WHAT YOU NEED TO DO | Output each entry exactly; skip nothing.

========================

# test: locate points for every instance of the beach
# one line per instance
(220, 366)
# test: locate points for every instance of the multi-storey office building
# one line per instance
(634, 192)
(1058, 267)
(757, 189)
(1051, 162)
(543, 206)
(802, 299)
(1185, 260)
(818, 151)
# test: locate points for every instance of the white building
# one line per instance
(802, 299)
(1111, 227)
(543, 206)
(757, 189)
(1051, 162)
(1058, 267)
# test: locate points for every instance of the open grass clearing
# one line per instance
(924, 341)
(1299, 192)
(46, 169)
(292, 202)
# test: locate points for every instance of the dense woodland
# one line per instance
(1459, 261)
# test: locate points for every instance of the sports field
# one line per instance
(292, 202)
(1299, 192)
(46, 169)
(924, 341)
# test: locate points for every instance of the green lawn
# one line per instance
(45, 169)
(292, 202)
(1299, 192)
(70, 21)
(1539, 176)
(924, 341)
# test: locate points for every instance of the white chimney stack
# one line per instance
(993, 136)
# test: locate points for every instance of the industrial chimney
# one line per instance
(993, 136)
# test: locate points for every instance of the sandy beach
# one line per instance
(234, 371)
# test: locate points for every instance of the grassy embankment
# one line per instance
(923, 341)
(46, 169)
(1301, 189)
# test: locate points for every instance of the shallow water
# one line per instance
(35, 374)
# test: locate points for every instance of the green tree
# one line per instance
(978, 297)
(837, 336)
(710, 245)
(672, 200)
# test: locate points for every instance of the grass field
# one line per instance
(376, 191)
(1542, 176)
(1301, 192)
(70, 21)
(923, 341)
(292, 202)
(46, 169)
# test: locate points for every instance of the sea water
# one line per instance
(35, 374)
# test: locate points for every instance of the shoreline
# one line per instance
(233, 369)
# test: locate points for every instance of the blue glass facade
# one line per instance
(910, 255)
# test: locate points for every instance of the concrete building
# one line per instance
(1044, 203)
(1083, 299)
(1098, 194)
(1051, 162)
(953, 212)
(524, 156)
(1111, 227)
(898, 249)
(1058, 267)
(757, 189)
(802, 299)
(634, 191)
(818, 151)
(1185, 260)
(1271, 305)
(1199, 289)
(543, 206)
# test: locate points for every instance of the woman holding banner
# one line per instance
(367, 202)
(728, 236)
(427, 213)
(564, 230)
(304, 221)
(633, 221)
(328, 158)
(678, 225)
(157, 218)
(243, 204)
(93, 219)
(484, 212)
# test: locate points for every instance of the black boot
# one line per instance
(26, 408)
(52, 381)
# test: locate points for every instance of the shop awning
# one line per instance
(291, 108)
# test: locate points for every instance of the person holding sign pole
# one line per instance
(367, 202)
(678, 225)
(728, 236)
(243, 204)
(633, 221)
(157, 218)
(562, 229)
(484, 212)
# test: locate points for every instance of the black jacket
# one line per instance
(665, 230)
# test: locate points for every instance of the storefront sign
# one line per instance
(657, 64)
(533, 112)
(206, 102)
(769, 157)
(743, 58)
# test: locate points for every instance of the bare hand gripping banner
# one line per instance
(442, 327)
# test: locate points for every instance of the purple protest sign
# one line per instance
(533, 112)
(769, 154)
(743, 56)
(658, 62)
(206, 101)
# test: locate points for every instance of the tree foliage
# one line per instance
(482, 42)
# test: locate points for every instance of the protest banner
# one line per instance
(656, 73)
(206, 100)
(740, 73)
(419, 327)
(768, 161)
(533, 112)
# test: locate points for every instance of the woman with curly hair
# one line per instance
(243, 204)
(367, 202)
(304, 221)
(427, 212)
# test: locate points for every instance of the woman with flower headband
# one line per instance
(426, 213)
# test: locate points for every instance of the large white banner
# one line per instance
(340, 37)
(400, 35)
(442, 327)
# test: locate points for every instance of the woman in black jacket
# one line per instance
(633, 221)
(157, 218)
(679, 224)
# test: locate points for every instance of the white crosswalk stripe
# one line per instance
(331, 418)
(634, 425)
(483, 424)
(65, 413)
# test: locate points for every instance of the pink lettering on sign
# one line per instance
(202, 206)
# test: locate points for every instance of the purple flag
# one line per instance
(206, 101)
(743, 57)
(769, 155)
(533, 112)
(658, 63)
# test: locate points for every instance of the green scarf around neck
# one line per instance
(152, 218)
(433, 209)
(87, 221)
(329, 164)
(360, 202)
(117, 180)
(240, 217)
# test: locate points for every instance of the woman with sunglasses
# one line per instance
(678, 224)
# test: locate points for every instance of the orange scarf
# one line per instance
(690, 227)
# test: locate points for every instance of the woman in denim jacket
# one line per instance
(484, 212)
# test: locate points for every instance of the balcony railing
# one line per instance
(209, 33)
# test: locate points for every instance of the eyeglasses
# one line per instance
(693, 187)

========================

FINISHED TASK |
# test: locate points for every instance of the beach
# one line per instance
(220, 366)
# test: locate points for every instance of the multi-storey office building
# one line per instance
(634, 192)
(1058, 267)
(757, 189)
(1051, 162)
(543, 206)
(802, 299)
(1185, 260)
(818, 151)
# test: locate points for every instance of the white building
# one line per instance
(802, 299)
(1111, 227)
(543, 206)
(757, 189)
(1051, 162)
(1058, 267)
# test: locate points for every instance of the open grass clearing
# one line per instance
(924, 341)
(1299, 192)
(46, 169)
(292, 202)
# test: locate points for every instance of the dense woodland
# one line per instance
(1459, 261)
# test: locate points for every instance of the sports field
# one line per instance
(292, 202)
(1299, 192)
(46, 169)
(924, 341)
# test: locate points for every instance of the green lawn
# one line per instance
(45, 169)
(292, 202)
(1299, 192)
(70, 21)
(1539, 176)
(924, 341)
# test: locate points for every instance of the white chimney stack
# one line per instance
(993, 136)
# test: locate points for every instance of the industrial chimney
# one line per instance
(993, 136)
# test: locate points for every instance of the sandy beach
# one line per instance
(234, 371)
# test: locate points for every instance of the grassy embankment
# one line per instance
(923, 341)
(46, 169)
(1301, 189)
# test: locate points for every instance of the shallow water
# one line per instance
(35, 374)
# test: locate points for every instance of the green tree
# one line per instance
(978, 297)
(837, 336)
(710, 245)
(672, 200)
# test: locate points for every instance of the grass field
# one line per instance
(376, 191)
(1542, 176)
(1301, 192)
(70, 21)
(923, 341)
(292, 202)
(46, 169)
# test: locate points for every instance of the sea water
# one line per instance
(35, 374)
# test: locate points for every instance of the shoreline
# one line per instance
(233, 369)
# test: locate points for every instance of the blue glass facade
# one line per instance
(910, 255)
# test: locate points for every instance of the concrete building
# one line per instance
(1044, 203)
(1083, 299)
(1098, 194)
(1051, 162)
(953, 212)
(524, 156)
(1111, 227)
(898, 249)
(1058, 267)
(757, 189)
(802, 299)
(634, 191)
(818, 151)
(1185, 260)
(1271, 305)
(1199, 289)
(543, 206)
# test: locate points for every instance of the woman holding banner
# one line per instance
(367, 202)
(728, 236)
(427, 213)
(564, 230)
(304, 221)
(633, 221)
(328, 158)
(678, 225)
(157, 218)
(243, 204)
(93, 219)
(484, 212)
# test: locate points for every instance of the black boot
# one line per instance
(26, 408)
(52, 381)
# test: locate points for every instance of the shop awning
# one line per instance
(291, 108)
# test: locate points for every instance of the person holding sign pole
# one line per instance
(367, 202)
(678, 225)
(728, 236)
(243, 204)
(633, 221)
(157, 218)
(562, 229)
(484, 212)
# test: locate points for every instance of the black jacket
# one line per instance
(665, 230)
# test: locate points for every instance of the storefront sign
# one line per instance
(657, 64)
(533, 112)
(206, 102)
(769, 157)
(743, 58)
# test: locate points for every instance of the bare hand gripping banner
# one line per instance
(442, 327)
# test: locate points for every instance of the purple protest sign
# one line per instance
(533, 112)
(769, 154)
(743, 56)
(658, 62)
(206, 101)
# test: locate points for every instance of the tree foliage
# one line per instance
(482, 42)
# test: locate points for every instance of the protest banner
# one line per instance
(656, 73)
(206, 100)
(740, 73)
(419, 327)
(768, 161)
(533, 112)
# test: locate points for every instance of the woman with curly hair
# one line per instance
(243, 204)
(367, 202)
(304, 221)
(427, 212)
# test: locate points for every instance of the woman with flower headband
# one line per instance
(426, 213)
# test: locate points for every instance of the large white banner
# one line per instance
(340, 37)
(400, 35)
(442, 327)
# test: locate points for every instance of the woman in black jacket
# one line per instance
(633, 221)
(157, 218)
(679, 224)
# test: locate points for every instance of the white crosswalk stripe
# one line per instance
(331, 418)
(634, 425)
(483, 424)
(65, 413)
# test: locate points for every instance of the pink lettering on sign
# one line per instance
(202, 206)
# test: locate points for every instance of the purple flag
# one line per instance
(206, 101)
(743, 57)
(769, 155)
(533, 112)
(658, 63)
# test: locate points for every instance of the green scarf around neck
# one line per instance
(152, 218)
(433, 209)
(87, 221)
(329, 164)
(360, 202)
(117, 180)
(240, 217)
# test: locate points for every instance of the woman with sunglasses
# one line per instance
(678, 224)
# test: locate points for every instance of the orange scarf
# one line per instance
(690, 227)
# test: locate points for every instance of the woman in denim jacket
# one line per instance
(484, 212)
# test: locate points for every instance of the balcony railing
# one line per instance
(209, 33)
# test: locate points for every instance of the eyeglasses
# one line per instance
(693, 187)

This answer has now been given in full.